Place Guillaume II (/fr/) is a town square in Luxembourg City, in southern Luxembourg. The square is in the heart of Luxembourg's historic Ville Haute district. It is colloquially known as Knuedler, from the Luxembourgish language's word for "knot", referring to the knot in the belt worn by Franciscan friars.

The western half of the square is dominated by Luxembourg City Hall in the southwest, whilst the equestrian statue to former Grand Duke William II, after whom the square is named, is the prominent feature of the eastern half. Much of the square is ringed with trees, narrowing the open area (particularly around the statue).

The square was originally the site of a Franciscan monastery, hence the colloquial name. However, in 1797, during the French Revolutionary Wars, the monastery was dispossessed by occupying French soldiers. In 1804, the visiting Napoleon presented Place Guillaume II to the city as a gift. In 1829, plans were put in place to build a new town hall on the square, based upon the plans of Belgian architect Justin Remont. That same year, the deconstruction of the former monastery was completed, the material from which was used in the new building.

The town hall was completed in 1838, and first used by the city council, chaired by long-time Mayor François Scheffer. However, due to the ongoing Belgian Revolution, the official unveiling could not be held at the time. Instead, the town hall was officially unveiled on 15 July 1844 by Grand Duke William II, as was the statue in his likeness in Place Guillaume II.

Place Guillaume II was used as an open air music venue, hosting the Rock um Knuedler rock concert each year from 1991 to 2019. The Rock um Kneudler concerts are free to the public, and have been watched by audiences of up to 10,000. Since 1995, the concerts have been headlined by international acts, with the South African Johnny Clegg and the Italian Gianna Nannini topping the bill for the 2007 concert.

+++

→ Work instructions:
1) Using the Place Guillaume II text, state whether each statement agrees with it. Give yes or no for each, and quote the deciding words. (a) The square's colloquial name refers to a knot in the belt worn by Franciscan friars. (b) The town hall was officially unveiled in 1838. (c) Napoleon presented the square to the city in 1797.
2) Revise the part of the Place Guillaume II text between "The western half" and "the new building.", inclusive, putting "friary" in place of "monastery" each time it occurs.
Rely on the text alone for your answers.

+++

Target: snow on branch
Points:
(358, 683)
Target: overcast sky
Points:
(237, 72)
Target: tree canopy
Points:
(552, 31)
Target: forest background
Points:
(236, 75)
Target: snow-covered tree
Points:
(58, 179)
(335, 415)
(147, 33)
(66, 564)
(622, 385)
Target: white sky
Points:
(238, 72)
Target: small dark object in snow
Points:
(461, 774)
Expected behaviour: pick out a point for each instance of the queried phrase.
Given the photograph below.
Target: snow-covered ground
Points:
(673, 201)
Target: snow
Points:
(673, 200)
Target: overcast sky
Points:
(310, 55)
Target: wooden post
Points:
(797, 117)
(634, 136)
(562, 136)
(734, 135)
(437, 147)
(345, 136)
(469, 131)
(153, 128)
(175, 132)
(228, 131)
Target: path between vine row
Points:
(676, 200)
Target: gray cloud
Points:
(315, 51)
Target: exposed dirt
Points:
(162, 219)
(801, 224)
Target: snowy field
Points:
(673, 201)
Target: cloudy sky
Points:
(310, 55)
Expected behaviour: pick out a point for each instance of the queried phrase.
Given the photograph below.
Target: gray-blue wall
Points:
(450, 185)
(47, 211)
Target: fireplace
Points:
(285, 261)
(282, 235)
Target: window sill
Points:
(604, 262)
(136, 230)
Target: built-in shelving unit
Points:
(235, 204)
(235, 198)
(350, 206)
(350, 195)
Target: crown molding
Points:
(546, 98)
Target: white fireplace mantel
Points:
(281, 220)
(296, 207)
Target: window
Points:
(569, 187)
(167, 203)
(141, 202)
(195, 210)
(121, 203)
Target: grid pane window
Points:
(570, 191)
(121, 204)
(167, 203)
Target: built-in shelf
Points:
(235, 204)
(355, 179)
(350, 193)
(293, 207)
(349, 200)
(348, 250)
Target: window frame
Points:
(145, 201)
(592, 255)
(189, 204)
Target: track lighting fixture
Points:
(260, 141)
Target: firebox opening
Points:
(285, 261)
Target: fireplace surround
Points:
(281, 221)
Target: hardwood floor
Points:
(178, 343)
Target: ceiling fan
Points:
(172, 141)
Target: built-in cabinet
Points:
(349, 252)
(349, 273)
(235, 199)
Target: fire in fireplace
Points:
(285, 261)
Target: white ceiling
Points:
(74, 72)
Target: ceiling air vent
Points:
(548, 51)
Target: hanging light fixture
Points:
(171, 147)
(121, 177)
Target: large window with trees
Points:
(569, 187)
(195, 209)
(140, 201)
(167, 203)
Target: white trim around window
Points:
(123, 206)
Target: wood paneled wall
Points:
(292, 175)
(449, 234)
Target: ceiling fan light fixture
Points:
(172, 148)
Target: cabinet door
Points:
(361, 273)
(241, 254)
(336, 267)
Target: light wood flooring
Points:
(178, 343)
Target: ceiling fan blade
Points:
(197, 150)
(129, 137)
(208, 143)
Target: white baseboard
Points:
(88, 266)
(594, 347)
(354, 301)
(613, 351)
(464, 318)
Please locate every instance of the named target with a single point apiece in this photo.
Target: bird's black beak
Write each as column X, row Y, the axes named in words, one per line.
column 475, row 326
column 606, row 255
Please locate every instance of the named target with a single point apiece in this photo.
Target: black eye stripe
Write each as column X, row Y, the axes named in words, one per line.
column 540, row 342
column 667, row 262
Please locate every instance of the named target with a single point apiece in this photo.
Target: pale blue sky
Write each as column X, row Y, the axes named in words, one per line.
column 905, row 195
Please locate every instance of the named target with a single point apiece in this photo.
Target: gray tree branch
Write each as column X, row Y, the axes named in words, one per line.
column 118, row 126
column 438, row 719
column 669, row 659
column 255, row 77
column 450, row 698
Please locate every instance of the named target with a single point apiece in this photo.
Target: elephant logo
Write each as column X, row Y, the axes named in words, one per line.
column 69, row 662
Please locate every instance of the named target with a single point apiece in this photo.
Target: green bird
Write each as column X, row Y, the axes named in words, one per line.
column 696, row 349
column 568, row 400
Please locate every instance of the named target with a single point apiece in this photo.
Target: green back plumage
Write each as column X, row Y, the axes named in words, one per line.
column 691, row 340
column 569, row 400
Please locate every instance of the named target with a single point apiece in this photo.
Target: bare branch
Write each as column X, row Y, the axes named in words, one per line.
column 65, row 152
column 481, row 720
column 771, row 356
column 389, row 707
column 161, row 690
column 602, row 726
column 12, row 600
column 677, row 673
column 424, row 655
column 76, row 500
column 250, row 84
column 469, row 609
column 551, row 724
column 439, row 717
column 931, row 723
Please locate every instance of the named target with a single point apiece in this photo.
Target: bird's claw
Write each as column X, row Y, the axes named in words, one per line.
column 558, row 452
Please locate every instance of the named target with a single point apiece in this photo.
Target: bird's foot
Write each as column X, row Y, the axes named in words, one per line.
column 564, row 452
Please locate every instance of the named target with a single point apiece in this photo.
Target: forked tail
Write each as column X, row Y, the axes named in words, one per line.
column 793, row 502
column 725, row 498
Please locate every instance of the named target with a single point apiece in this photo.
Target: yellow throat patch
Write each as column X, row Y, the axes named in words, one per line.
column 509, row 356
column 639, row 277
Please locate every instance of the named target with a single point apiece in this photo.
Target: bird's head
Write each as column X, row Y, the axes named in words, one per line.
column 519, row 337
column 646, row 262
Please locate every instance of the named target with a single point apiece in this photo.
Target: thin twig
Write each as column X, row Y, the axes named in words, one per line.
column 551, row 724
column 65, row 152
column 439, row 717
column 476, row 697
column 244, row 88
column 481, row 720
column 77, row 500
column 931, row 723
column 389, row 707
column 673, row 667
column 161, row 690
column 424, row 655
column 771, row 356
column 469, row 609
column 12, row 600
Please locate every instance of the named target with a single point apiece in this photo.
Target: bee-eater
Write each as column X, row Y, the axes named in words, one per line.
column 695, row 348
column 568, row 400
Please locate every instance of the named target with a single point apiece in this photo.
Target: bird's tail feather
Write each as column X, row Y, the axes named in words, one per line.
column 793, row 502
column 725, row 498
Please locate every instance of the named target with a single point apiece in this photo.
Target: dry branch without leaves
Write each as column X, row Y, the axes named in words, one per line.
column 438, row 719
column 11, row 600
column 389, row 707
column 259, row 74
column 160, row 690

+++

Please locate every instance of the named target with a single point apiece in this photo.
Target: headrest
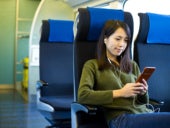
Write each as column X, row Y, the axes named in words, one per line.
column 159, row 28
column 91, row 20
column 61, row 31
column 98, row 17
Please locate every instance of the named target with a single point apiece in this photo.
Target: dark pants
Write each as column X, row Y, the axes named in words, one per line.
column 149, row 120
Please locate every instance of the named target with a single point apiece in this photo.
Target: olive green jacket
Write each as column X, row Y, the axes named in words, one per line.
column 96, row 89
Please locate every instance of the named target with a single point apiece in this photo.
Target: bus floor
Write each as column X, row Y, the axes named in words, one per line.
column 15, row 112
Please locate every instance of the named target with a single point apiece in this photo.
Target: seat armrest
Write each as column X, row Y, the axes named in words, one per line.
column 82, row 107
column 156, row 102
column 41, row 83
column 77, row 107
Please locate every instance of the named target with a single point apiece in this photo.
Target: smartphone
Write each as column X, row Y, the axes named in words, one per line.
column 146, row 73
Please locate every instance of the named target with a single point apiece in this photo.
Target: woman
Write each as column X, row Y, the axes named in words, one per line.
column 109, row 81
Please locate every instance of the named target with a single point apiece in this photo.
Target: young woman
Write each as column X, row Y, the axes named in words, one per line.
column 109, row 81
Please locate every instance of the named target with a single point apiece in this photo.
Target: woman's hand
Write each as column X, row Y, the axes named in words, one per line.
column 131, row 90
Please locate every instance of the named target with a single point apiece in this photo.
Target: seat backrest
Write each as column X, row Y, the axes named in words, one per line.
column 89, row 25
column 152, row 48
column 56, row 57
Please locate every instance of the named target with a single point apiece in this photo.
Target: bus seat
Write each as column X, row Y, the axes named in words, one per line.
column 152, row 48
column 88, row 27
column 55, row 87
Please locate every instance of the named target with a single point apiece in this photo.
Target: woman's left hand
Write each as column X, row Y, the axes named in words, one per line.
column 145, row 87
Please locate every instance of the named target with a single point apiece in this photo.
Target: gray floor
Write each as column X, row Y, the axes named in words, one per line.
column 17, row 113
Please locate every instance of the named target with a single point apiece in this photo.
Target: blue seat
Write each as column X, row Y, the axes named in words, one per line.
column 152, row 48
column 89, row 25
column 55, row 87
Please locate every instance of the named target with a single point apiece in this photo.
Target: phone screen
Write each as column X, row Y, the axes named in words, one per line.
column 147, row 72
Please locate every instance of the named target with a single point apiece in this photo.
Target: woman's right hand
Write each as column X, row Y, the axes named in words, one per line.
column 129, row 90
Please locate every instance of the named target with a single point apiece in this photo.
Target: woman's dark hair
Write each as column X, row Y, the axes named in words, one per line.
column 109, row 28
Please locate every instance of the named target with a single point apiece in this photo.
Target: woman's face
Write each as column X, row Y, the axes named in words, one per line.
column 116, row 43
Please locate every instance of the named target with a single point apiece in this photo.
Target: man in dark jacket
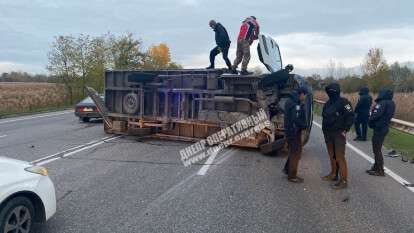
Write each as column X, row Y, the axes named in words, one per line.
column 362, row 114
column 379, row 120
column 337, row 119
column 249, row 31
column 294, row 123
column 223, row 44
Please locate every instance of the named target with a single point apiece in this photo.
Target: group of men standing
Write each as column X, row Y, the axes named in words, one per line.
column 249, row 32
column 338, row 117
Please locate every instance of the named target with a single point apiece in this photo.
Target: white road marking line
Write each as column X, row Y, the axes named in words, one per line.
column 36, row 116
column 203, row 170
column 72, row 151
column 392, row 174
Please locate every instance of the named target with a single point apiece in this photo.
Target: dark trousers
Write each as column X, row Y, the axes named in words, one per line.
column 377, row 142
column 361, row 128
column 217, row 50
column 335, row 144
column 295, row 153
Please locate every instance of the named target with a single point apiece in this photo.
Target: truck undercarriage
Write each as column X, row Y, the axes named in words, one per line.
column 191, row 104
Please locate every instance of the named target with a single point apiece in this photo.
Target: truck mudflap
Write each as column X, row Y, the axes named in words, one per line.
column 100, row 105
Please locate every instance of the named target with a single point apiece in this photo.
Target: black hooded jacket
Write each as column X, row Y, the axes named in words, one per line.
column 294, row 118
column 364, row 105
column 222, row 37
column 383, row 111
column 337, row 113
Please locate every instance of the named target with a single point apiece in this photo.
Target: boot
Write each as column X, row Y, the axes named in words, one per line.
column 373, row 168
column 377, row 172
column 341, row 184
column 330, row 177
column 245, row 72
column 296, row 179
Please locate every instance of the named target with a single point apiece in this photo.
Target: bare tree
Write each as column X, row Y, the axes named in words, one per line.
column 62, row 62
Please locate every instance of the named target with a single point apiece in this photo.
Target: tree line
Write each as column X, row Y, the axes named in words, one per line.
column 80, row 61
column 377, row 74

+++

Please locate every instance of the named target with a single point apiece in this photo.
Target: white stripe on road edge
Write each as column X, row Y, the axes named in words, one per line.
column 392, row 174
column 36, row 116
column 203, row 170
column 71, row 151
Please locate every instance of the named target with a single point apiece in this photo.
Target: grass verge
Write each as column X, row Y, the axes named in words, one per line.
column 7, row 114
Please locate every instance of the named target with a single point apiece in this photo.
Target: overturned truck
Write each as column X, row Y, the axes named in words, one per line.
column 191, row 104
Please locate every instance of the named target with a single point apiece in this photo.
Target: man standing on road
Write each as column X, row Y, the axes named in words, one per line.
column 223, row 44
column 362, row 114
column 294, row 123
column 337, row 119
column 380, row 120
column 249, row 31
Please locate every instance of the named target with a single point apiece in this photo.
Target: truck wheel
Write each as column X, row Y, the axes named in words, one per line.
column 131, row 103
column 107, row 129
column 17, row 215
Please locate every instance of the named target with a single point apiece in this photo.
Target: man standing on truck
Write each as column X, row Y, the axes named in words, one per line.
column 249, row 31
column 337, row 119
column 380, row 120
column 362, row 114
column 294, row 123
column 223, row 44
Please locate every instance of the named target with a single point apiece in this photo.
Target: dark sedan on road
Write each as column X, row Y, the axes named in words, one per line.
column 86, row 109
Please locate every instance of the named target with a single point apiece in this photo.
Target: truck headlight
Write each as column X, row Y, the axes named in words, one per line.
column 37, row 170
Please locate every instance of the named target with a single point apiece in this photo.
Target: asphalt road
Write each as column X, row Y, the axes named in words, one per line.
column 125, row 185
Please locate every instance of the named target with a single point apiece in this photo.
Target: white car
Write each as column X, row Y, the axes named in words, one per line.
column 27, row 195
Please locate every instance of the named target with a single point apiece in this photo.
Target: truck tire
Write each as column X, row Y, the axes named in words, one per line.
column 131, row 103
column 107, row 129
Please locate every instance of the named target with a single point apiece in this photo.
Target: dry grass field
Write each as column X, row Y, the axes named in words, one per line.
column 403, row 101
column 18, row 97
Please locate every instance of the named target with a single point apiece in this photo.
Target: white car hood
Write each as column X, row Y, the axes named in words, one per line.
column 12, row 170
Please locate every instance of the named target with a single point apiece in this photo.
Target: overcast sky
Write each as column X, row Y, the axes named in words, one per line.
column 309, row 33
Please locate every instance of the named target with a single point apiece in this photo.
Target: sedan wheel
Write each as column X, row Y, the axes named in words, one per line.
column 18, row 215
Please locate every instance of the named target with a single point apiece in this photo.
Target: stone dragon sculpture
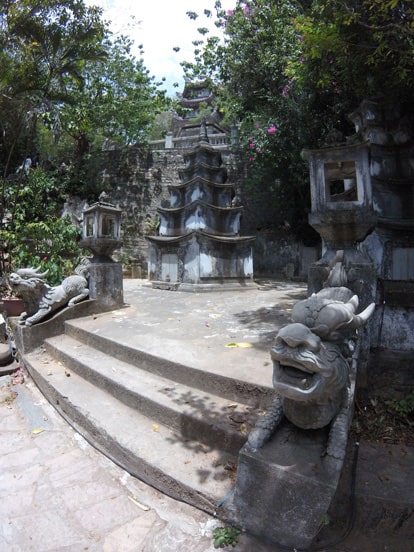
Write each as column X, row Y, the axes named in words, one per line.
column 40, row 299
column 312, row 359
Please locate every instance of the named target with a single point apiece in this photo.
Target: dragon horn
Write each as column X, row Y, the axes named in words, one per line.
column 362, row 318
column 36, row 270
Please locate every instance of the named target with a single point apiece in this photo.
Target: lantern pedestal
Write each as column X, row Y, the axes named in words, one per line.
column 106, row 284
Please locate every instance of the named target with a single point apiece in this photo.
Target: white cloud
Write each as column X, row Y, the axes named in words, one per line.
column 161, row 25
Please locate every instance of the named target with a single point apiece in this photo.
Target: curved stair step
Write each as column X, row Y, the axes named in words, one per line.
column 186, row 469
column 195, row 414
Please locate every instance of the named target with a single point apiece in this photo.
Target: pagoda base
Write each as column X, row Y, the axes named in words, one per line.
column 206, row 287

+++

→ Exercise responses:
1)
(a) Yes: "referring to the knot in the belt worn by Franciscan friars"
(b) No: "the town hall was officially unveiled on 15 July 1844 by Grand Duke William II"
(c) No: "In 1804, the visiting Napoleon presented Place Guillaume II to the city as a gift."

2)
The western half of the square is dominated by Luxembourg City Hall in the southwest, whilst the equestrian statue to former Grand Duke William II, after whom the square is named, is the prominent feature of the eastern half. Much of the square is ringed with trees, narrowing the open area (particularly around the statue).

The square was originally the site of a Franciscan friary, hence the colloquial name. However, in 1797, during the French Revolutionary Wars, the friary was dispossessed by occupying French soldiers. In 1804, the visiting Napoleon presented Place Guillaume II to the city as a gift. In 1829, plans were put in place to build a new town hall on the square, based upon the plans of Belgian architect Justin Remont. That same year, the deconstruction of the former friary was completed, the material from which was used in the new building.